[START DATA IN THIS EXERCISE]
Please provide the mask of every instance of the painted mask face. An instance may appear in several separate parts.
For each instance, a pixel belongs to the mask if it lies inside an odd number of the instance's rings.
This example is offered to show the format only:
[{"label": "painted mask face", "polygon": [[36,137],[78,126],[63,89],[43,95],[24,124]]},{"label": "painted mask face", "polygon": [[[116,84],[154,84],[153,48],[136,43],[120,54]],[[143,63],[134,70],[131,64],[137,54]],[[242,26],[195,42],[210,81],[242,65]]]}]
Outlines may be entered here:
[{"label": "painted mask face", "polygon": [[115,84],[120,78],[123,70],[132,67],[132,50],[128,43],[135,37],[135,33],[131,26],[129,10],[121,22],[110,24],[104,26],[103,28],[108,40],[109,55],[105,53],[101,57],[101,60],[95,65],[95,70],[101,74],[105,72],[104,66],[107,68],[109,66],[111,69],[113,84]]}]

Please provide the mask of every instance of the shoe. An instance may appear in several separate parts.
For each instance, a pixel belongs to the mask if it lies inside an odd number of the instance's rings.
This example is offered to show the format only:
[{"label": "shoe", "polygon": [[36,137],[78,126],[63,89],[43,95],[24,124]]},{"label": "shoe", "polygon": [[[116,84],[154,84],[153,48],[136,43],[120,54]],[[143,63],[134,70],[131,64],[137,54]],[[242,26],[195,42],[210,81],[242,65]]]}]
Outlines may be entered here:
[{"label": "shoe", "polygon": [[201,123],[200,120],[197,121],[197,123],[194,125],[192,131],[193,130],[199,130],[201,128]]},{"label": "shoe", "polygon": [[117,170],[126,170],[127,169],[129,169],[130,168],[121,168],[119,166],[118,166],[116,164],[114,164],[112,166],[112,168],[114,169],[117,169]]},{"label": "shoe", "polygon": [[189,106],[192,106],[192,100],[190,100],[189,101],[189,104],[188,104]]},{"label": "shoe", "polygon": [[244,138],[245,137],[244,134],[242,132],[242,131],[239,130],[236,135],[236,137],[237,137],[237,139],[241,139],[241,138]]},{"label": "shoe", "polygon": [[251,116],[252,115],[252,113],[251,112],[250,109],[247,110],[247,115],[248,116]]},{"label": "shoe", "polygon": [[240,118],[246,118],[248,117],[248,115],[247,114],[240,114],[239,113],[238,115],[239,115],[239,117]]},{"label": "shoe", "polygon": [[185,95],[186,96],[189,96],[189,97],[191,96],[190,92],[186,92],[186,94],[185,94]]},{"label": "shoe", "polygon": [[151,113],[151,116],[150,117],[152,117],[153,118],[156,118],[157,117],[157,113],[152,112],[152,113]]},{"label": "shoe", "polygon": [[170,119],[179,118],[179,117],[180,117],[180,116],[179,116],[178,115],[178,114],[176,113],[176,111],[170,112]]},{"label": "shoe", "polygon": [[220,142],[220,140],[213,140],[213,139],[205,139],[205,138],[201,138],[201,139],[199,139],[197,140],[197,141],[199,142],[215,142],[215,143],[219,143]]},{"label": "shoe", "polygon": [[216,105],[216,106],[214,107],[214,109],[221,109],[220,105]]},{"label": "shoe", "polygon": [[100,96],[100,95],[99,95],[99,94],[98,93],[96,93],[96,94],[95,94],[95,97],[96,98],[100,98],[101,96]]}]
[END DATA IN THIS EXERCISE]
List every line of the records that contains the word "appear", keeping in mind that case counts.

Please provide the mask of every instance of the painted mask face. An instance may appear in several separate parts.
Please provide the mask of every instance of the shoe. An instance may appear in several separate parts.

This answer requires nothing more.